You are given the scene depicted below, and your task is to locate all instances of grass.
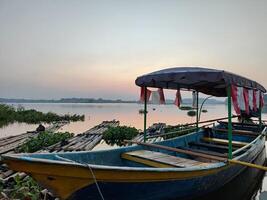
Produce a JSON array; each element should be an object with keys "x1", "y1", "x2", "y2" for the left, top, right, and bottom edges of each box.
[
  {"x1": 16, "y1": 131, "x2": 74, "y2": 153},
  {"x1": 0, "y1": 104, "x2": 84, "y2": 127}
]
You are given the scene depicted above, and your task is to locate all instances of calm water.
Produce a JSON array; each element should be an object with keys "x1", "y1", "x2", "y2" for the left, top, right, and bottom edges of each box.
[{"x1": 0, "y1": 104, "x2": 267, "y2": 200}]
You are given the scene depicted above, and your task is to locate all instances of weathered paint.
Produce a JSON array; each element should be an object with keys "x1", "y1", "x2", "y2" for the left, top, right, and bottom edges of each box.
[{"x1": 3, "y1": 126, "x2": 265, "y2": 200}]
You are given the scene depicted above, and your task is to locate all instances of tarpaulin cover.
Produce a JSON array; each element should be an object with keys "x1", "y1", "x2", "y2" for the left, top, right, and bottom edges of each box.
[{"x1": 135, "y1": 67, "x2": 266, "y2": 97}]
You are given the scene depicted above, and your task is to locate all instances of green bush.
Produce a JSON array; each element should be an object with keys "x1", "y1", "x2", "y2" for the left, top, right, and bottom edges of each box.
[
  {"x1": 9, "y1": 176, "x2": 42, "y2": 200},
  {"x1": 103, "y1": 126, "x2": 139, "y2": 146},
  {"x1": 0, "y1": 104, "x2": 84, "y2": 127},
  {"x1": 16, "y1": 132, "x2": 74, "y2": 153}
]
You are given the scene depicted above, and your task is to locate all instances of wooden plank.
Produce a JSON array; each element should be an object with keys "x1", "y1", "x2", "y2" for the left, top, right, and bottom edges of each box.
[
  {"x1": 181, "y1": 147, "x2": 227, "y2": 158},
  {"x1": 121, "y1": 150, "x2": 209, "y2": 167},
  {"x1": 189, "y1": 142, "x2": 238, "y2": 151},
  {"x1": 202, "y1": 137, "x2": 248, "y2": 147},
  {"x1": 212, "y1": 128, "x2": 260, "y2": 136},
  {"x1": 124, "y1": 140, "x2": 225, "y2": 162}
]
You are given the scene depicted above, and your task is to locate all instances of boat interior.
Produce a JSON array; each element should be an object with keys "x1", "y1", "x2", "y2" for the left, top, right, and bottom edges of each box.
[{"x1": 24, "y1": 121, "x2": 263, "y2": 168}]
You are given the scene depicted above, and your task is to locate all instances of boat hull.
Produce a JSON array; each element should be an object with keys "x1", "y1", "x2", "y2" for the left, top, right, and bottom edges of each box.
[
  {"x1": 3, "y1": 130, "x2": 265, "y2": 200},
  {"x1": 70, "y1": 143, "x2": 265, "y2": 200}
]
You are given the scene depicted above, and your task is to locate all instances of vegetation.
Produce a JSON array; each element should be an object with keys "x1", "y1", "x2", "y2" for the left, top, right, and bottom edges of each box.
[
  {"x1": 187, "y1": 110, "x2": 197, "y2": 117},
  {"x1": 16, "y1": 132, "x2": 74, "y2": 153},
  {"x1": 0, "y1": 104, "x2": 84, "y2": 127},
  {"x1": 0, "y1": 175, "x2": 42, "y2": 200},
  {"x1": 103, "y1": 126, "x2": 139, "y2": 146}
]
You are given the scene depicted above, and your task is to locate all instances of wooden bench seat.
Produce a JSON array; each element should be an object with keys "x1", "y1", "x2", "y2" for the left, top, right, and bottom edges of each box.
[
  {"x1": 189, "y1": 142, "x2": 238, "y2": 151},
  {"x1": 212, "y1": 128, "x2": 260, "y2": 136},
  {"x1": 121, "y1": 150, "x2": 209, "y2": 168},
  {"x1": 202, "y1": 137, "x2": 248, "y2": 147}
]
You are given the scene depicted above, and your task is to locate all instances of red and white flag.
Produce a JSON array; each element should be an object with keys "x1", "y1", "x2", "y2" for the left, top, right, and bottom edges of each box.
[
  {"x1": 174, "y1": 90, "x2": 182, "y2": 107},
  {"x1": 261, "y1": 92, "x2": 264, "y2": 108},
  {"x1": 140, "y1": 87, "x2": 151, "y2": 102},
  {"x1": 231, "y1": 85, "x2": 241, "y2": 115},
  {"x1": 243, "y1": 88, "x2": 249, "y2": 115},
  {"x1": 192, "y1": 91, "x2": 197, "y2": 108},
  {"x1": 158, "y1": 88, "x2": 165, "y2": 104},
  {"x1": 248, "y1": 90, "x2": 253, "y2": 110}
]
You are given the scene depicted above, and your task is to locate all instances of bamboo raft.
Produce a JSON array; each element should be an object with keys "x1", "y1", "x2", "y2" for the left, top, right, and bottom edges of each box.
[{"x1": 0, "y1": 120, "x2": 119, "y2": 199}]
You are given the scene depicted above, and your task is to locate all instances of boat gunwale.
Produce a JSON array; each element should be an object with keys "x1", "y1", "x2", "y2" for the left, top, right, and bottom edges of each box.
[{"x1": 2, "y1": 129, "x2": 266, "y2": 172}]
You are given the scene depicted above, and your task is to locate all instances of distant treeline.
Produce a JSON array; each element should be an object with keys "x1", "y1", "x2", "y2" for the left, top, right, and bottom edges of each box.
[
  {"x1": 0, "y1": 98, "x2": 223, "y2": 104},
  {"x1": 0, "y1": 104, "x2": 84, "y2": 127},
  {"x1": 0, "y1": 98, "x2": 137, "y2": 103}
]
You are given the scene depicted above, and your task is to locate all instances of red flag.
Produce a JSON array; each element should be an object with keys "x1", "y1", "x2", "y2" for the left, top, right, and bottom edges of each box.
[
  {"x1": 174, "y1": 90, "x2": 182, "y2": 107},
  {"x1": 139, "y1": 87, "x2": 151, "y2": 102},
  {"x1": 231, "y1": 85, "x2": 241, "y2": 115},
  {"x1": 243, "y1": 88, "x2": 249, "y2": 115},
  {"x1": 261, "y1": 92, "x2": 264, "y2": 108},
  {"x1": 253, "y1": 90, "x2": 258, "y2": 112},
  {"x1": 158, "y1": 88, "x2": 165, "y2": 104}
]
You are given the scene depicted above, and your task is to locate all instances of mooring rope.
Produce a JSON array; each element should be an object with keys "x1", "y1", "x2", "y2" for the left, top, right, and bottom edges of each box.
[{"x1": 87, "y1": 164, "x2": 105, "y2": 200}]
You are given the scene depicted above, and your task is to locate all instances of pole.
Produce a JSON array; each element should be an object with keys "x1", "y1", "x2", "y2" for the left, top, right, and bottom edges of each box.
[
  {"x1": 144, "y1": 87, "x2": 147, "y2": 142},
  {"x1": 227, "y1": 85, "x2": 233, "y2": 159},
  {"x1": 196, "y1": 92, "x2": 198, "y2": 131},
  {"x1": 259, "y1": 92, "x2": 262, "y2": 129}
]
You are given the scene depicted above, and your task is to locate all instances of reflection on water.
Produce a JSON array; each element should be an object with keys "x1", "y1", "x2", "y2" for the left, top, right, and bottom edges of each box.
[
  {"x1": 0, "y1": 103, "x2": 230, "y2": 135},
  {"x1": 0, "y1": 103, "x2": 267, "y2": 200}
]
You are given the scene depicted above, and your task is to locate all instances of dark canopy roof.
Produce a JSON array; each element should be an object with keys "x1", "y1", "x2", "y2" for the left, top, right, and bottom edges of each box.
[{"x1": 135, "y1": 67, "x2": 266, "y2": 97}]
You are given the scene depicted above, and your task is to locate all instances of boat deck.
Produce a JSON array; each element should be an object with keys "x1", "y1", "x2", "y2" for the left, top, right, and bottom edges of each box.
[{"x1": 121, "y1": 150, "x2": 209, "y2": 168}]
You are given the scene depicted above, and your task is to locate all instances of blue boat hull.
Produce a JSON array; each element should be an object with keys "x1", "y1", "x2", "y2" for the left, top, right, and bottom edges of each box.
[{"x1": 70, "y1": 143, "x2": 266, "y2": 200}]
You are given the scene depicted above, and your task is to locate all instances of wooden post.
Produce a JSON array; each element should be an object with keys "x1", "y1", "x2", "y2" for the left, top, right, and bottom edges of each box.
[
  {"x1": 196, "y1": 92, "x2": 198, "y2": 131},
  {"x1": 144, "y1": 87, "x2": 147, "y2": 142},
  {"x1": 227, "y1": 85, "x2": 233, "y2": 159},
  {"x1": 259, "y1": 91, "x2": 262, "y2": 129}
]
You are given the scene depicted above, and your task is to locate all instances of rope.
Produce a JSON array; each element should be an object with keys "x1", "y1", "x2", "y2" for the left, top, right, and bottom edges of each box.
[{"x1": 87, "y1": 164, "x2": 105, "y2": 200}]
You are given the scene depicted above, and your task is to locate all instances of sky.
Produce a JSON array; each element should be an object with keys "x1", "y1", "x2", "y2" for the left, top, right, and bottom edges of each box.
[{"x1": 0, "y1": 0, "x2": 267, "y2": 100}]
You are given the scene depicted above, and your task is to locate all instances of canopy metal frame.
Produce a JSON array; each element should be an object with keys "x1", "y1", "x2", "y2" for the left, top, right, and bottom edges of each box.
[{"x1": 135, "y1": 67, "x2": 266, "y2": 159}]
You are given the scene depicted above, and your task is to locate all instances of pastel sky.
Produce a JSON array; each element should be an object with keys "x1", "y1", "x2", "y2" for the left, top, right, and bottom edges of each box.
[{"x1": 0, "y1": 0, "x2": 267, "y2": 99}]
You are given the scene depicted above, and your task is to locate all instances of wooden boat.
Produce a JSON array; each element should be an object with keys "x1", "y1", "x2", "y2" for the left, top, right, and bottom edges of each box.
[{"x1": 2, "y1": 68, "x2": 267, "y2": 200}]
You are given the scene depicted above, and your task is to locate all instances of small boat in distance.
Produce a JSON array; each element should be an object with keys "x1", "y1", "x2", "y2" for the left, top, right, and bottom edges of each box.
[{"x1": 2, "y1": 67, "x2": 267, "y2": 200}]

────────────────────────────────────────

◆ WHAT THE EXERCISE ASKS ◆
Pull out every line in the records that contains the word "water" and copy each of those lines.

◆ SOLUTION FOR THIS TASK ◆
You are given the scene depicted above, and your task is to locate all instances of calm water.
You are given the scene depicted above, and your task is to locate all instances of reflection on water.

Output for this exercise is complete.